[DATASET RECORDS]:
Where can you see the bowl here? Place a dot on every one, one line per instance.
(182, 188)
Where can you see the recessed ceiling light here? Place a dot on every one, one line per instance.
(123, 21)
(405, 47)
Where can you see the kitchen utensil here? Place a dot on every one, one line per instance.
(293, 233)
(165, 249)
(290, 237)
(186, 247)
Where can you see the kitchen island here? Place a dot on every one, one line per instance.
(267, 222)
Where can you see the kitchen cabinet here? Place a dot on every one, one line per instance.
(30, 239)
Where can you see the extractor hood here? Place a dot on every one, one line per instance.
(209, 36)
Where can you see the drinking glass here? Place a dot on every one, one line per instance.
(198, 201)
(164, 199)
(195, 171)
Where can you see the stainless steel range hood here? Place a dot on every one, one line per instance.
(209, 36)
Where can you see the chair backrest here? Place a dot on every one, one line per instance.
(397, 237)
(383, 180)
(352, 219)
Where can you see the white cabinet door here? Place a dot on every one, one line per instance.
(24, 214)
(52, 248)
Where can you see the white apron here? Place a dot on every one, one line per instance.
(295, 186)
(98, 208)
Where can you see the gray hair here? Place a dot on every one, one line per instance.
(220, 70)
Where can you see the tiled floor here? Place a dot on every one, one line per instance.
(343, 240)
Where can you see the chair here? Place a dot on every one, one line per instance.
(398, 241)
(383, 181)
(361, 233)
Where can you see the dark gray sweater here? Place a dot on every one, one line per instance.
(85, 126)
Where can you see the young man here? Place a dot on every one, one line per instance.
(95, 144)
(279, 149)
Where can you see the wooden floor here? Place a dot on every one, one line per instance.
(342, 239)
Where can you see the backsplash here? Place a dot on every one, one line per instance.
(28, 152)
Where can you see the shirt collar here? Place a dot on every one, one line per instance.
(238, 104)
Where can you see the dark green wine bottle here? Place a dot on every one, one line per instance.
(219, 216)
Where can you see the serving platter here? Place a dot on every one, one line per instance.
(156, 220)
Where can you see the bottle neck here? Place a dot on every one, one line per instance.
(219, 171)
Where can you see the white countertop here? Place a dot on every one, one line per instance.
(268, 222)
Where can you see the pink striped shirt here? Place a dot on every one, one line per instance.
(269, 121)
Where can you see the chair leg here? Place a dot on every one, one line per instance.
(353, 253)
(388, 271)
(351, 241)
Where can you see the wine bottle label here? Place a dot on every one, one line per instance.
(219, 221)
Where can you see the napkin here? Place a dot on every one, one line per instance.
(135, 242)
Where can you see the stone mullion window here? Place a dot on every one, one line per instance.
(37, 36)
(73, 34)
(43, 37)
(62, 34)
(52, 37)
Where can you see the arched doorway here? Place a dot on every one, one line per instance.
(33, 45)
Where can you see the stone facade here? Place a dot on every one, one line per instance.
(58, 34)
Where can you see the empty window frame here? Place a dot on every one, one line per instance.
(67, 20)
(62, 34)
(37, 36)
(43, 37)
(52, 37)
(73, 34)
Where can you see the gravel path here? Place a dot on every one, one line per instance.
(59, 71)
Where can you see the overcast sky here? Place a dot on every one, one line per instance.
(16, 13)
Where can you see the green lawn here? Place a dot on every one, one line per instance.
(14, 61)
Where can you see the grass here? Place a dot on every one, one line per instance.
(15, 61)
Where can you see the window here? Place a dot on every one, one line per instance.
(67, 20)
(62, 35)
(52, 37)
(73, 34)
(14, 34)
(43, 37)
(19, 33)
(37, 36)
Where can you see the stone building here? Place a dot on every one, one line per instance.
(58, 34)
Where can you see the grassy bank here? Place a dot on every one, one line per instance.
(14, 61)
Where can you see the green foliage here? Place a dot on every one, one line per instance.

[EXERCISE DIRECTIONS]:
Reproduce the listing above exactly from the line containing "Where can you see the empty" through its last line, with both of those lines included.

[WRITTEN SOLUTION]:
Where can you see the empty window frame here? Place a dot on every one, one line per instance.
(67, 20)
(62, 34)
(37, 36)
(43, 37)
(52, 37)
(73, 34)
Where can you see the gravel path here? Place a dot on every one, one line per instance.
(59, 71)
Where can you see the overcast sky here? Place a dot on every one, one line per instance.
(16, 13)
Where can you see the green lawn here? Place a dot on every one, one line per instance.
(14, 61)
Where can you see the grass here? Place a dot on every one, one line per instance.
(15, 61)
Where can you see the window here? Place a dot on every one, one line per instance.
(67, 20)
(62, 35)
(52, 37)
(73, 34)
(14, 34)
(43, 37)
(19, 33)
(37, 36)
Where can you see the stone building here? Place a dot on every one, one line per instance.
(58, 34)
Where can you see the grassy bank here? Place a dot on every one, one line per instance.
(14, 61)
Where can you see the green foliage here? Place a dot on every one, one line per instance.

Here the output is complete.